ÜBUNG:
Stellen Sie alle nachstehenden Zeilen als CSV mit den beiden Spalten „eingabe“ und „ausgabe“ dar. Jede CSV-Zeile soll einen Text und die zugehörige Antwort enthalten, jeweils in einem eigenen Feld in Anführungszeichen und mit Leerzeichen anstelle von Zeilenumbrüchen.

MATERIAL ZUR ÜBUNG:
%%

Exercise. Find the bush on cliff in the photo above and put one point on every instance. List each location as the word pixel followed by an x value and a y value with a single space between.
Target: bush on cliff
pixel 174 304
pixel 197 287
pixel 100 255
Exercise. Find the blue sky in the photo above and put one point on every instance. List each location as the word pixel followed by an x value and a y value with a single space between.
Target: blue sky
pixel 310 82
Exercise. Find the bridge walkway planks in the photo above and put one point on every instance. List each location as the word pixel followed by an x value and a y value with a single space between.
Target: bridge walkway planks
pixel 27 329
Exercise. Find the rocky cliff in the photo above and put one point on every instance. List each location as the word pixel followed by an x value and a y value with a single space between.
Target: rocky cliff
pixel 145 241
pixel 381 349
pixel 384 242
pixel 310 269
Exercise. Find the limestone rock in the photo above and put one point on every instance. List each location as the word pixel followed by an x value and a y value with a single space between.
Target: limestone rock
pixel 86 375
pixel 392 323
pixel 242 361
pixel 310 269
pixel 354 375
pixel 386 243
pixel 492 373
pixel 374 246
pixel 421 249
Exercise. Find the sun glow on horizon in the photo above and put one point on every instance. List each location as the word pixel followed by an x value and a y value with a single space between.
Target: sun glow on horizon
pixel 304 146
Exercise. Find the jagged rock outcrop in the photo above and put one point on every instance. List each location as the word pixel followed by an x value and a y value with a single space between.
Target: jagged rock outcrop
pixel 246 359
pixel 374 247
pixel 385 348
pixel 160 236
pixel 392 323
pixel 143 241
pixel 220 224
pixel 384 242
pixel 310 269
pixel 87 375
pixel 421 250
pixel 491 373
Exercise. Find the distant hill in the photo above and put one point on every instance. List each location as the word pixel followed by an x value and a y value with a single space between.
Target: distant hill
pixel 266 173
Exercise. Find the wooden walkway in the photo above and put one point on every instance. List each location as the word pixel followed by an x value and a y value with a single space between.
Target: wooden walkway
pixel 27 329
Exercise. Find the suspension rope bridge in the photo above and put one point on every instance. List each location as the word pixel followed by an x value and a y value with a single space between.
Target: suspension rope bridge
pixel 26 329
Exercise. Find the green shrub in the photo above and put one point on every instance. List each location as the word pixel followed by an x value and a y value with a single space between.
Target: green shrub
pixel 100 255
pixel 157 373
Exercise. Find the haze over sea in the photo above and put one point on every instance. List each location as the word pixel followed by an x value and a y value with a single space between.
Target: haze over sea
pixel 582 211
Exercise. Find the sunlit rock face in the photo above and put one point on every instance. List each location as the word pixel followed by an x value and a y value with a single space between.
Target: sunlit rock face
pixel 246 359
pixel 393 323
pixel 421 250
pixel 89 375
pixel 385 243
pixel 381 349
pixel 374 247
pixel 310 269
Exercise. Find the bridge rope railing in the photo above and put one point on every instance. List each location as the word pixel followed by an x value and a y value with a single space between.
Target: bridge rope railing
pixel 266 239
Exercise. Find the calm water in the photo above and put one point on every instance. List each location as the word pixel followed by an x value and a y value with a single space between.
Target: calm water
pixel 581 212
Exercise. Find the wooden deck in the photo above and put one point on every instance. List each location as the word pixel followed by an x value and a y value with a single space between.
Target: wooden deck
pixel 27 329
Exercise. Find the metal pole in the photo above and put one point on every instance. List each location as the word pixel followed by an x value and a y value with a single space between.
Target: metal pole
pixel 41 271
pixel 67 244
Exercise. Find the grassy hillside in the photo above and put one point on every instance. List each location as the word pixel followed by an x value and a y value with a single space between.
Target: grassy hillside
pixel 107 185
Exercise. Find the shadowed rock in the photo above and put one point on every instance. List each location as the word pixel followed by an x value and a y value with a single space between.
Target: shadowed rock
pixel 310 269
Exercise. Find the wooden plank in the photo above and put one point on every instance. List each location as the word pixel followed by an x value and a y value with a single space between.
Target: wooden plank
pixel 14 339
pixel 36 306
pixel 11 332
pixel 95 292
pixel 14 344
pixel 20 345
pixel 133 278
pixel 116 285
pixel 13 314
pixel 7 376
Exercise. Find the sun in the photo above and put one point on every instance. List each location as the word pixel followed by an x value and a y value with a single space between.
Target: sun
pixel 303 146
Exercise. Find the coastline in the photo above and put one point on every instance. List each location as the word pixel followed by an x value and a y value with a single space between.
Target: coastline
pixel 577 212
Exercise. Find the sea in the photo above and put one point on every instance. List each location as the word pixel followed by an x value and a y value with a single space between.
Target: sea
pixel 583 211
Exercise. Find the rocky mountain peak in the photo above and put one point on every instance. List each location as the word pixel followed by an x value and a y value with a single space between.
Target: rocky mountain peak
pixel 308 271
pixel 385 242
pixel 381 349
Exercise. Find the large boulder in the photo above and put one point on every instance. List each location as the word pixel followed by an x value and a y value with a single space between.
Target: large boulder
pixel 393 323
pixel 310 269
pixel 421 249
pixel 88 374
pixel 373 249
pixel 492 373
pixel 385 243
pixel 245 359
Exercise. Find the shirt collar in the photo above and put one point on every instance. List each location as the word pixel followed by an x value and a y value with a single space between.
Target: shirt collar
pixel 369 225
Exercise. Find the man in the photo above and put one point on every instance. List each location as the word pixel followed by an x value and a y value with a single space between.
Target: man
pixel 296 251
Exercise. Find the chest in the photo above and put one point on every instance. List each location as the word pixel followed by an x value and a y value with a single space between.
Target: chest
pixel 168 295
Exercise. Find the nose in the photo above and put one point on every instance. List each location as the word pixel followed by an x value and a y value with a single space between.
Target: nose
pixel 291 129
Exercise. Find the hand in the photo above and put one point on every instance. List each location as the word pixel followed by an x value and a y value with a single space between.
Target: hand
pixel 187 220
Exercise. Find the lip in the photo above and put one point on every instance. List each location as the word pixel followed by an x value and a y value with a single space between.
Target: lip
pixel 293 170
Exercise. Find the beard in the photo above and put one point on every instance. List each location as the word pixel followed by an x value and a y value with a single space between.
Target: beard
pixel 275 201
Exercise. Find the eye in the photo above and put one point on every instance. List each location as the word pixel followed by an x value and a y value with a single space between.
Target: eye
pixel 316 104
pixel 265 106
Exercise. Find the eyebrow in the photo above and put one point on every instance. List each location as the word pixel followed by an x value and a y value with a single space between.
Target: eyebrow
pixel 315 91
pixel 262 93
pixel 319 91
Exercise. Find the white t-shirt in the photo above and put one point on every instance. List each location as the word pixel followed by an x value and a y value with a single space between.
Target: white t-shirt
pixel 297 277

%%

LÖSUNG:
eingabe,ausgabe
"Exercise. Find the bush on cliff in the photo above and put one point on every instance. List each location as the word pixel followed by an x value and a y value with a single space between. Target: bush on cliff","pixel 174 304 pixel 197 287 pixel 100 255"
"Exercise. Find the blue sky in the photo above and put one point on every instance. List each location as the word pixel followed by an x value and a y value with a single space between. Target: blue sky","pixel 310 82"
"Exercise. Find the bridge walkway planks in the photo above and put one point on every instance. List each location as the word pixel followed by an x value and a y value with a single space between. Target: bridge walkway planks","pixel 27 329"
"Exercise. Find the rocky cliff in the photo above and put one point on every instance. List each location as the word pixel followed by an x value and a y value with a single space between. Target: rocky cliff","pixel 145 241 pixel 381 349 pixel 384 242 pixel 310 269"
"Exercise. Find the limestone rock in the photo above and put one point on every instance. List each location as the word pixel followed by an x value and a y value with a single space between. Target: limestone rock","pixel 86 375 pixel 392 323 pixel 242 361 pixel 310 269 pixel 354 375 pixel 386 243 pixel 492 373 pixel 374 246 pixel 421 249"
"Exercise. Find the sun glow on horizon in the photo above and put one point on every instance. List each location as the word pixel followed by an x value and a y value with a single space between. Target: sun glow on horizon","pixel 304 146"
"Exercise. Find the jagged rock outcrop in the photo above and put one point on every instance. List each location as the word pixel followed by an x value and a y value with a single space between. Target: jagged rock outcrop","pixel 246 359 pixel 374 247 pixel 385 348 pixel 160 236 pixel 392 323 pixel 143 241 pixel 220 224 pixel 384 242 pixel 310 269 pixel 87 375 pixel 421 250 pixel 491 373"
"Exercise. Find the distant hill in the photo above and put one point on every instance. List each location as the word pixel followed by an x value and a y value with a single space between. Target: distant hill","pixel 266 173"
"Exercise. Find the wooden walkway in the photo above and put one point on every instance. List each location as the word pixel followed by an x value and a y value with a single space between. Target: wooden walkway","pixel 27 329"
"Exercise. Find the suspension rope bridge in the photo above and put one point on every instance. List each location as the word pixel followed by an x value and a y value with a single space between. Target: suspension rope bridge","pixel 26 329"
"Exercise. Find the green shrub in the photo above and put one point on every instance. List each location as the word pixel followed by an x value and a y value with a single space between. Target: green shrub","pixel 100 255 pixel 157 373"
"Exercise. Find the haze over sea in the photo above and put one point on every instance. List each location as the word pixel followed by an x value and a y value with a single space between. Target: haze over sea","pixel 582 211"
"Exercise. Find the sunlit rock face in the photo above and put one point on every instance. List each location as the word pixel followed by an x value and a y value with a single space between. Target: sunlit rock face","pixel 246 359 pixel 393 323 pixel 421 250 pixel 89 375 pixel 385 243 pixel 381 349 pixel 374 247 pixel 310 269"
"Exercise. Find the bridge rope railing in the photo above and put one point on every instance. List each location as the word pixel followed by an x value and a y value with a single space between. Target: bridge rope railing","pixel 266 239"
"Exercise. Find the calm water in the photo above and put one point on every instance. List each location as the word pixel followed by an x value and a y value with a single space between. Target: calm water","pixel 581 212"
"Exercise. Find the wooden deck in the photo above and put one point on every instance. List each location as the word pixel followed by an x value and a y value with a single space between. Target: wooden deck","pixel 27 329"
"Exercise. Find the metal pole in the photo above and put one point on every instance. List each location as the word pixel followed by an x value and a y value with a single space between. Target: metal pole","pixel 41 271 pixel 67 244"
"Exercise. Find the grassy hillside in the photo above and put one point on every instance. List each location as the word pixel followed by an x value and a y value with a single space between. Target: grassy hillside","pixel 107 185"
"Exercise. Find the shadowed rock in the photo above and put one point on every instance. List each location as the word pixel followed by an x value and a y value with a single space between. Target: shadowed rock","pixel 310 269"
"Exercise. Find the wooden plank in the photo above and put one point on every instance. List each location as the word pixel followed by an x value and a y value with a single space between. Target: wooden plank","pixel 14 339 pixel 36 306 pixel 11 332 pixel 95 292 pixel 14 344 pixel 20 345 pixel 133 278 pixel 116 285 pixel 13 314 pixel 7 376"
"Exercise. Find the sun in the photo above and put one point on every instance. List each location as the word pixel followed by an x value and a y value with a single space between. Target: sun","pixel 303 146"
"Exercise. Find the coastline in the photo above and put one point on every instance. List each location as the word pixel followed by an x value and a y value with a single space between. Target: coastline","pixel 577 212"
"Exercise. Find the sea in the photo above and put one point on every instance. List each location as the word pixel followed by an x value and a y value with a single space between. Target: sea","pixel 583 211"
"Exercise. Find the rocky mountain peak in the photo above and put one point on every instance. List each location as the word pixel followed by an x value and a y value with a single space between. Target: rocky mountain peak","pixel 308 271 pixel 385 242 pixel 381 349"
"Exercise. Find the large boulder in the photo above and put one point on every instance. List each location as the word pixel followed by an x value and a y value with a single space between. Target: large boulder","pixel 393 323 pixel 310 269 pixel 421 249 pixel 88 374 pixel 373 249 pixel 492 373 pixel 385 243 pixel 245 359"
"Exercise. Find the shirt collar in the photo above and put one point on every instance. List each location as the word pixel followed by an x value and a y value with a single space between. Target: shirt collar","pixel 369 225"
"Exercise. Find the man in the photo above and put one point on every instance. List each location as the word pixel followed by an x value and a y value with a single space between. Target: man","pixel 296 251"
"Exercise. Find the chest in the photo above and put one point on every instance. List each location as the word pixel followed by an x value and a y value with a single space between. Target: chest","pixel 168 295"
"Exercise. Find the nose in the photo above and put one point on every instance. List each location as the word pixel followed by an x value and a y value with a single space between. Target: nose","pixel 291 129"
"Exercise. Find the hand in the photo above and put one point on every instance. List each location as the word pixel followed by an x value and a y value with a single space between. Target: hand","pixel 187 220"
"Exercise. Find the lip in the photo above and put one point on every instance. List each location as the word pixel followed by an x value and a y value with a single space between. Target: lip","pixel 293 170"
"Exercise. Find the beard in the photo above and put one point on every instance. List each location as the word pixel followed by an x value and a y value with a single space between. Target: beard","pixel 275 201"
"Exercise. Find the eye in the photo above and put one point on every instance. List each location as the word pixel followed by an x value and a y value with a single space between. Target: eye","pixel 316 104 pixel 265 106"
"Exercise. Find the eyebrow in the photo above and put one point on every instance. List each location as the word pixel followed by an x value and a y value with a single space between. Target: eyebrow","pixel 315 91 pixel 262 93 pixel 319 91"
"Exercise. Find the white t-shirt in the photo above and put one point on every instance. List each location as the word pixel followed by an x value and a y value with a single space between. Target: white t-shirt","pixel 297 277"